TASKS TO CARRY OUT>
1 – In the passage on null conventions, condense the paragraph beginning "Real scenario: A marketing automation agent" into a short bulleted list that keeps its main facts.
2 – Carry on the passage on null conventions in data warehouses, starting after its final sentence.

═══ TEXT PROVIDED ═══

Every data engineer has strong opinions about nulls. The problem is that those opinions vary by team, by table, by era of the pipeline's construction — and the conventions are almost never written down anywhere an agent can read them.

In a mature data warehouse, you will commonly find:

  • Tables where null means "unknown" (no data was ever collected)
  • Tables where null means "not applicable" (the field doesn't apply to this record type)
  • Tables where null means "zero" (a deliberate convention adopted to save storage in sparse tables)
  • Tables where null means "the ETL job failed for this record" (a bug that was never fixed, now preserved for historical consistency)

Real scenario: A marketing automation agent reads from a customer data platform to identify high-potential leads for outbound campaigns. One of its signals is last_purchase_value. In the customer table, null in this field means the customer has never made a purchase.

The agent was designed to filter for customers with last_purchase_value > 1000. Because it's filtering for values greater than a threshold, null records are automatically excluded. This seems correct.

═══ RECORDED DATA ═══

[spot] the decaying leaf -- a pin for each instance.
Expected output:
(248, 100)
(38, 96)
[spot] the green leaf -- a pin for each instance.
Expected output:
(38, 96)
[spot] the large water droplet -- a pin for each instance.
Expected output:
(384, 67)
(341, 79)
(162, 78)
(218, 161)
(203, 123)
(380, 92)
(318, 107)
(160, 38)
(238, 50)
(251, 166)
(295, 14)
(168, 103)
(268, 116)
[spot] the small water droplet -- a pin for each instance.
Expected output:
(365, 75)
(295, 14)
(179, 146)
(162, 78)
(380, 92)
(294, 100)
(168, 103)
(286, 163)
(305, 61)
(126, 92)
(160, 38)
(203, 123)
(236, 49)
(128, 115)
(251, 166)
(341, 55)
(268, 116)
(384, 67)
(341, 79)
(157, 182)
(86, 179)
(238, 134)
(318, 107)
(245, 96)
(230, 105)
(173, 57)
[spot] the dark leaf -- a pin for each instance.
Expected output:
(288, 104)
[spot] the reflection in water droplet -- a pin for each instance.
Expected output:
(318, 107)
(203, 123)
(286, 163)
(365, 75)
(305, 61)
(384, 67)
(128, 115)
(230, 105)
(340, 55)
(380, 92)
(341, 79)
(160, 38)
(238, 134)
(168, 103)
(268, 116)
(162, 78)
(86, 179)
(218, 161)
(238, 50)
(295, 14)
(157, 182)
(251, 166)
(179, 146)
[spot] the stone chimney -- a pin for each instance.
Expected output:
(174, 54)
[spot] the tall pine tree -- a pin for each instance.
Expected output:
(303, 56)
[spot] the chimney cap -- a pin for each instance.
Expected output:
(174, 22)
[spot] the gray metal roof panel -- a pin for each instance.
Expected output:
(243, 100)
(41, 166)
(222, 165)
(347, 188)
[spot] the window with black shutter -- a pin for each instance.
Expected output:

═══

EXPECTED RESULTS>
1 –
- A marketing automation agent reads from a customer data platform to find high-potential leads for outbound campaigns.
- One of its signals is last_purchase_value.
- In the customer table, a null in this field means the customer has never made a purchase.

2 –
But there's a second table — the campaign response table — where last_purchase_value was populated differently during a legacy migration. In that table, null means the field wasn't migrated for records before 2019, not that the customer hasn't purchased. Some of these pre-2019 customers are actually the highest-value accounts in the database. The agent never sees them.

The campaign targets medium-value customers and misses the highest-value segment entirely. Nobody notices until the campaign ROI report is reviewed three months later.

What actually works:

  • Null semantics documentation as a machine-readable schema annotation — not a comment in a SQL file, but a structured metadata field in the schema registry that the agent can read and reason about before consuming the field
  • Explicit null handling logic per field in agent tool definitions — when an agent tool reads a field that can be null, the tool definition should specify how that null is to be interpreted for this specific field
  • Cross-table null convention audits before agent onboarding — before connecting any agent to a multi-table data environment, run a null convention audit across every field the agent will read

Duplicate Records: The Error That Compounds in Agent Loops

Duplicate data in a warehouse is a known, managed problem for analysts. They know to deduplicate before aggregating. Agents don't adjust. More precisely: agents compound.

When an agent reads a dataset with duplicates and uses that data to make a decision, the decision is based on inflated or repeated signals. When that decision triggers an action that feeds back into the pipeline — which is the case in any agentic system with tool use — duplicates don't just affect one decision. They propagate.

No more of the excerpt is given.